» Given problem
Reproduce only this part of the listing: the line with "Q: Mark a point on every instance of the rear view", plus every line after it through the last.

» Dataset extract
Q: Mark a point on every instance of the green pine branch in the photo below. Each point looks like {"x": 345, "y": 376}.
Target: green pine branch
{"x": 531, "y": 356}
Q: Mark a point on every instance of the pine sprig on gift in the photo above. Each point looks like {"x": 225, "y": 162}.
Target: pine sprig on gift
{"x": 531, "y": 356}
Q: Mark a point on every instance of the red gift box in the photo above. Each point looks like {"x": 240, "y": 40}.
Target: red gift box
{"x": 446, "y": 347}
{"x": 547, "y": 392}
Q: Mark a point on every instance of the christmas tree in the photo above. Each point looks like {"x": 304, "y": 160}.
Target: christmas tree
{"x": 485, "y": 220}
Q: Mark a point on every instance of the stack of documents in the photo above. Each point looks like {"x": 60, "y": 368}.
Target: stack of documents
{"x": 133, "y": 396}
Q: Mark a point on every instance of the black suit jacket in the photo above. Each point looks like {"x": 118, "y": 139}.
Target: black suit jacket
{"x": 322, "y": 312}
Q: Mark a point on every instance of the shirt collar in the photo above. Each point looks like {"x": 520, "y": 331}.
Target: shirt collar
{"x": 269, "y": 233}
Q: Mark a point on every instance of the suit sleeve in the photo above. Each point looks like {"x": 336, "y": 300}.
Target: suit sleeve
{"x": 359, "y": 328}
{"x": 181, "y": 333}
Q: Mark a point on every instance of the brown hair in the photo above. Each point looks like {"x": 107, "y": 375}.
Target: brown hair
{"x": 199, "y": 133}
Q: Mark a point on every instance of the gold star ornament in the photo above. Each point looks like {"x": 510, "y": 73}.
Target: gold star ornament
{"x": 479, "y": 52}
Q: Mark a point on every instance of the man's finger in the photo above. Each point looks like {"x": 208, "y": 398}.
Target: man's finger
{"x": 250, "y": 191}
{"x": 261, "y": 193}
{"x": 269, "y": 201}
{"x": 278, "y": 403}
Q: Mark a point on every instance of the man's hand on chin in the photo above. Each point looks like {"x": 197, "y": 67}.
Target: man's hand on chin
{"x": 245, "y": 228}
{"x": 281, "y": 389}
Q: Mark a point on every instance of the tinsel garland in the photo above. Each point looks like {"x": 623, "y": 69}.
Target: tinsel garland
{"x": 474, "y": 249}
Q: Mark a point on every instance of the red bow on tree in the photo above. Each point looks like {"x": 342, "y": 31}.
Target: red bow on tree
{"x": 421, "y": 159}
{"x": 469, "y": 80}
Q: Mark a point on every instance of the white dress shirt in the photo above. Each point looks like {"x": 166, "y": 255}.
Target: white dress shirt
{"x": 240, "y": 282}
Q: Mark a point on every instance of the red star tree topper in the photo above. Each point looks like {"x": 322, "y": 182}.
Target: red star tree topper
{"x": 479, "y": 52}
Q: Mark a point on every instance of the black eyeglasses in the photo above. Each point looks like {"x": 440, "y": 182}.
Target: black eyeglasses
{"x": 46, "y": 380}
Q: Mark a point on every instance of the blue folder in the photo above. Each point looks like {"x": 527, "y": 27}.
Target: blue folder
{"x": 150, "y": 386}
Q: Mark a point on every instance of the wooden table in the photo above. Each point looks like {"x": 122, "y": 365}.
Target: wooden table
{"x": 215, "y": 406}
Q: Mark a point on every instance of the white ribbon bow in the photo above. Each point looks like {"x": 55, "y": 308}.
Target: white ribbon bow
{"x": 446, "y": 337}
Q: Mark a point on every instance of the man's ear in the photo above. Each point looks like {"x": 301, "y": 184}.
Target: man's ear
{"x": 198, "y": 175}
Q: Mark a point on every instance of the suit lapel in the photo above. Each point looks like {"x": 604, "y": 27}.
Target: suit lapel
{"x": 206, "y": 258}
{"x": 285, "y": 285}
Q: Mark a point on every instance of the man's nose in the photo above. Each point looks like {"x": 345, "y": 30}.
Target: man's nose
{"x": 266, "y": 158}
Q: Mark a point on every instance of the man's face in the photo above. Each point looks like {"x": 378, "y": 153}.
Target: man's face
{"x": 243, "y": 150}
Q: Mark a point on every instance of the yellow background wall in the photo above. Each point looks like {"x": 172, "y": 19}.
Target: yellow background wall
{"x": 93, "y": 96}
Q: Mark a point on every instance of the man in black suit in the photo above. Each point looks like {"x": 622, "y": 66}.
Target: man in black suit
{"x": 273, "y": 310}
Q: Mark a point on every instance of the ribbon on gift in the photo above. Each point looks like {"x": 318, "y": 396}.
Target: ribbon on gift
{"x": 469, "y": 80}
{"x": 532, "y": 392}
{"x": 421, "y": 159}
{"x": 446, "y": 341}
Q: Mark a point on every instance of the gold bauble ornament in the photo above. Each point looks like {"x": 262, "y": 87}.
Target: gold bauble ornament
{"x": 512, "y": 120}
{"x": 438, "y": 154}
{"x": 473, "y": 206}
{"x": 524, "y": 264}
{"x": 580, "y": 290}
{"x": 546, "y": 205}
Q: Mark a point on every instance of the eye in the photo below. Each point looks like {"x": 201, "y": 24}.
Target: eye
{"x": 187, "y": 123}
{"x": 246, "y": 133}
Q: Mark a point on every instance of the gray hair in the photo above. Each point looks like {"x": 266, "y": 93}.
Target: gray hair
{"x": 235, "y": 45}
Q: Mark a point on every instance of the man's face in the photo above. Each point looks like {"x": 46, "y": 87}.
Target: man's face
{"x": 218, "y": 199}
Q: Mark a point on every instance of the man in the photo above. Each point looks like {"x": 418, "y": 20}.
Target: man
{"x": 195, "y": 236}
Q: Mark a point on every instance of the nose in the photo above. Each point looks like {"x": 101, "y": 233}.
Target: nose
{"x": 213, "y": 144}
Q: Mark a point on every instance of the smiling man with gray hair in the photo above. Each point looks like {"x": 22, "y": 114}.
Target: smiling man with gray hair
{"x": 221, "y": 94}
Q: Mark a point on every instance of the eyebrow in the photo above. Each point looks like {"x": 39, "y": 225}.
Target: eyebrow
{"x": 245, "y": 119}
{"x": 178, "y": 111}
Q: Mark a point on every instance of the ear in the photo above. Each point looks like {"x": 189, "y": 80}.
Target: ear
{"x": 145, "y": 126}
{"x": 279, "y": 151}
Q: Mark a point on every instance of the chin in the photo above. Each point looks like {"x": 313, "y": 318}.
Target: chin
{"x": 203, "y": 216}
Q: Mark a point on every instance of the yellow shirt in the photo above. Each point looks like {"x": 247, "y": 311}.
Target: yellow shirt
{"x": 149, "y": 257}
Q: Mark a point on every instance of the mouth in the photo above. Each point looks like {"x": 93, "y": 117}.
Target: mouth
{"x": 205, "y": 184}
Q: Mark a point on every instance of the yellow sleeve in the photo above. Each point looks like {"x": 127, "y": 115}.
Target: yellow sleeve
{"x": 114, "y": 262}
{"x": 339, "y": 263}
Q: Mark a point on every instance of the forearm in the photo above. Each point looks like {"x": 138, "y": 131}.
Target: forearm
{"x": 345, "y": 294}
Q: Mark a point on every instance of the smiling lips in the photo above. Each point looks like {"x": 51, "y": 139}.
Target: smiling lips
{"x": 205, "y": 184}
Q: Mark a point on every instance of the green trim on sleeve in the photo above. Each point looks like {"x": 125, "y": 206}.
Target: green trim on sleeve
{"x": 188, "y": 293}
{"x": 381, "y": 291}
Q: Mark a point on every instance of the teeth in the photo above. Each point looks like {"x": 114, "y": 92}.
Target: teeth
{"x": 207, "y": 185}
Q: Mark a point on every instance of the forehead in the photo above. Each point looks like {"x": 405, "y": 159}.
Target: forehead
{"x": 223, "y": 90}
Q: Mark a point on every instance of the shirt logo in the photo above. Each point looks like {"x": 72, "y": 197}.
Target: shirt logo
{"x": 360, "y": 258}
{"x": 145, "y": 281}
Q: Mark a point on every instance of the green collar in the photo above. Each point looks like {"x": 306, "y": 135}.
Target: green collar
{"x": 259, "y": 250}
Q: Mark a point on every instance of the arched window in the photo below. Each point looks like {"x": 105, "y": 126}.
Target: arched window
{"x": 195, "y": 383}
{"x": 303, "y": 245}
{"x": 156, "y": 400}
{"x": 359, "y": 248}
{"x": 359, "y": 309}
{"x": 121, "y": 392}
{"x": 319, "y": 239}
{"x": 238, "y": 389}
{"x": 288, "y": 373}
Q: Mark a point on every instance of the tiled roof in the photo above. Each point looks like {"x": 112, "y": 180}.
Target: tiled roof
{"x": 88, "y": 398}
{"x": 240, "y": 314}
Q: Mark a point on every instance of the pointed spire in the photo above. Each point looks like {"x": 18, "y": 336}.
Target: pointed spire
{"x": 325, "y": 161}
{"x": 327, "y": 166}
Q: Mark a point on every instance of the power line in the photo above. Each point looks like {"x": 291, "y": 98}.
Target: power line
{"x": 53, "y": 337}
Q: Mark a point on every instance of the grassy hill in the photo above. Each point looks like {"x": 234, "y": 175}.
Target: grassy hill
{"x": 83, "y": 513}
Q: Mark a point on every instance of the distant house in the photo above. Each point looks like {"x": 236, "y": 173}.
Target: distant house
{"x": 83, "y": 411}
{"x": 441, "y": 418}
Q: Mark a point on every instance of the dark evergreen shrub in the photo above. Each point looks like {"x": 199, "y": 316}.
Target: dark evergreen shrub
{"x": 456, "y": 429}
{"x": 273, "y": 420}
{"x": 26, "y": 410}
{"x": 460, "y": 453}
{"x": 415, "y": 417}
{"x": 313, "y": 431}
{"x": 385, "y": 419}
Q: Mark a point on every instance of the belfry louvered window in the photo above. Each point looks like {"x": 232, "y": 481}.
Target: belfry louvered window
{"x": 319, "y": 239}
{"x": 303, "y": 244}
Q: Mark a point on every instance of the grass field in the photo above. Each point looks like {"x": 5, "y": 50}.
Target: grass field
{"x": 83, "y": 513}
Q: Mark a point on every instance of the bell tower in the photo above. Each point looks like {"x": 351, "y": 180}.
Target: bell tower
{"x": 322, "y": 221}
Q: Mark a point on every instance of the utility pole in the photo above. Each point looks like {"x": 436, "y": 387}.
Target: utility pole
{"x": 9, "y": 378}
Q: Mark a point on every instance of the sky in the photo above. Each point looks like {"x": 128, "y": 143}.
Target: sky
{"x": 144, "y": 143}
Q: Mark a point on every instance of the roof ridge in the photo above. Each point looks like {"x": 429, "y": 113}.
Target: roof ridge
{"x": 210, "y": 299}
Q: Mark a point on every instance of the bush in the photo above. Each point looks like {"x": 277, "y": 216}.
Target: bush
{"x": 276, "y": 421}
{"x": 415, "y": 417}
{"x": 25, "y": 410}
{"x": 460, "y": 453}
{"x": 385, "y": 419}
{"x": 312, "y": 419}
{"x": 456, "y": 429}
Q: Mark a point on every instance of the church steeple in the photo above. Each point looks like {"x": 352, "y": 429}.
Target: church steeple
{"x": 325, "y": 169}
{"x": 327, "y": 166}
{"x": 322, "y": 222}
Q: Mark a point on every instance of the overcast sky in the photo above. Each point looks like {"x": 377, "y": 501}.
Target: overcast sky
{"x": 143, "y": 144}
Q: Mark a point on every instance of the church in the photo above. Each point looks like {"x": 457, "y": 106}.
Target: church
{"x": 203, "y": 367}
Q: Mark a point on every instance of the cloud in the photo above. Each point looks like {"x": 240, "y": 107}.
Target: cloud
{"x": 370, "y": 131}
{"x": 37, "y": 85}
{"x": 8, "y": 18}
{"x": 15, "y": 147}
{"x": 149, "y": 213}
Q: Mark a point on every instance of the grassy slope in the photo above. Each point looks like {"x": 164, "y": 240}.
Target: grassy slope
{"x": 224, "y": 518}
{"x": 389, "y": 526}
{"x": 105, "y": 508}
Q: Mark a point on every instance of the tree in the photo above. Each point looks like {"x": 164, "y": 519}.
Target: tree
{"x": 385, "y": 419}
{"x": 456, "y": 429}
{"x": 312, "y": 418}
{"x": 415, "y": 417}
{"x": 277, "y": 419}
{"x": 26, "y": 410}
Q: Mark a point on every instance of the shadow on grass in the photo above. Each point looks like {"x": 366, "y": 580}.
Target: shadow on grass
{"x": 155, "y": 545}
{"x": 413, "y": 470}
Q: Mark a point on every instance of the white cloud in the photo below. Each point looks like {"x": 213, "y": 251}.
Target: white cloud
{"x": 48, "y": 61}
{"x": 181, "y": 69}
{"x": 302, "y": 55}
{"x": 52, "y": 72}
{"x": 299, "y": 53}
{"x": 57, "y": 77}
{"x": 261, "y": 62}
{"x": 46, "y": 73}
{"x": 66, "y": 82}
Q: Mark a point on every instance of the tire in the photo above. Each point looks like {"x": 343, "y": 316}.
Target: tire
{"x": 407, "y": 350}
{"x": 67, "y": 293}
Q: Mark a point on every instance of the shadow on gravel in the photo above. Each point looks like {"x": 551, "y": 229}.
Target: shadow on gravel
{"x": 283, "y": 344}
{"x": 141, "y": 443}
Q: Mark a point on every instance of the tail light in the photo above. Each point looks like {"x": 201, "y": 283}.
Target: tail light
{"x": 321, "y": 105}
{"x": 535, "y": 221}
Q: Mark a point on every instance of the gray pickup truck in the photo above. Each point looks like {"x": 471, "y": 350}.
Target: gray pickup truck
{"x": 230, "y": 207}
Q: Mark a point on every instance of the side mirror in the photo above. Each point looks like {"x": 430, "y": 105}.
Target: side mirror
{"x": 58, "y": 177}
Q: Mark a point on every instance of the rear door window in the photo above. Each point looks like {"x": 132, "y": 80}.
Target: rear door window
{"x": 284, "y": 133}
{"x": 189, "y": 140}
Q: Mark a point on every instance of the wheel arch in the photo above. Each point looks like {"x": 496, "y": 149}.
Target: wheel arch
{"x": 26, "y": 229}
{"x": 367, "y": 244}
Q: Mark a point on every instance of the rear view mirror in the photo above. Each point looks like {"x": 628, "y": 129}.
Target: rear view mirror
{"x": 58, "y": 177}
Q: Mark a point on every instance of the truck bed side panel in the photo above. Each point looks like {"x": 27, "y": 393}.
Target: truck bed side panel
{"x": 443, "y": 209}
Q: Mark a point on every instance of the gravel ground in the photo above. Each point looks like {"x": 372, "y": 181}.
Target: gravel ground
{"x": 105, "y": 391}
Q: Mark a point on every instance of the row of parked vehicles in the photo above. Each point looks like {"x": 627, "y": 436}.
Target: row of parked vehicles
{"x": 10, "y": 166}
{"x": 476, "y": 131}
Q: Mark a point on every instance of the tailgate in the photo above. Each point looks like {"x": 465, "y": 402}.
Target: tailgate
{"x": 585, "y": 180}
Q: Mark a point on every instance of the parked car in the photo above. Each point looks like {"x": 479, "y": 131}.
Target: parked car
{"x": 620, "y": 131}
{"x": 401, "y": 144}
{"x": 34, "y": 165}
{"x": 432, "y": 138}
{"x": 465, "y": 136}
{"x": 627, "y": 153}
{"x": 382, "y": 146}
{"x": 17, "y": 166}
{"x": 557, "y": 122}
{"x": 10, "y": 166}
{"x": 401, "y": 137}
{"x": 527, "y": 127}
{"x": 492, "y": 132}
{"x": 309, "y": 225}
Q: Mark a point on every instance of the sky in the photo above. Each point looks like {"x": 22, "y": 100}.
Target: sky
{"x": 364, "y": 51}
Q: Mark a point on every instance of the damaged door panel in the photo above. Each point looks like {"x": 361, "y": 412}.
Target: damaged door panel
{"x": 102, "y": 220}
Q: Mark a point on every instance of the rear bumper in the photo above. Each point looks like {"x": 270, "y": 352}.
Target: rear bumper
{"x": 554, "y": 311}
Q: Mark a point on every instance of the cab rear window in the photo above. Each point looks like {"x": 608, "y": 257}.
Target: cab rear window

» In response
Q: Mark a point on every instance of the rear view mirror in the photo above. Each point looks like {"x": 628, "y": 129}.
Target: rear view mirror
{"x": 58, "y": 177}
Q: Mark a point on every instance of the truck bed side panel in the photo above. Each point looks like {"x": 27, "y": 393}.
Target: truck bed side panel
{"x": 443, "y": 209}
Q: Mark a point on every instance of the gravel ground in the photo above. Each point looks like {"x": 372, "y": 181}.
Target: gravel ground
{"x": 105, "y": 391}
Q: Mark a point on every instance of the row of parked vehicles in the photo above. Each point looks like {"x": 627, "y": 436}.
Target: row of parked vehicles
{"x": 10, "y": 166}
{"x": 476, "y": 131}
Q: Mark a point on every instance of the tailgate in the photo above. Each point looks like {"x": 465, "y": 402}.
Target: tailgate
{"x": 585, "y": 180}
Q: Mark a point on every instance of the parked car in the photo above. Each point looks like {"x": 479, "y": 131}.
Target: parked car
{"x": 620, "y": 131}
{"x": 401, "y": 144}
{"x": 34, "y": 165}
{"x": 432, "y": 138}
{"x": 465, "y": 136}
{"x": 627, "y": 153}
{"x": 382, "y": 146}
{"x": 17, "y": 166}
{"x": 557, "y": 122}
{"x": 10, "y": 166}
{"x": 401, "y": 137}
{"x": 527, "y": 127}
{"x": 492, "y": 132}
{"x": 309, "y": 225}
Q: Mark a point on every instance of the sky in the photo above. Each point looks like {"x": 22, "y": 100}.
Target: sky
{"x": 364, "y": 51}
Q: Mark a point on every instance of the damaged door panel in the photo above. Each point looks like {"x": 361, "y": 412}.
Target: damaged door panel
{"x": 102, "y": 220}
Q: Mark a point on every instance of the rear bumper in the photo above. Each point looks like {"x": 270, "y": 352}.
Target: rear bumper
{"x": 554, "y": 311}
Q: Mark a point on every instance of the cab rear window in the photo above. Each point looks like {"x": 608, "y": 257}.
Target: cab rear window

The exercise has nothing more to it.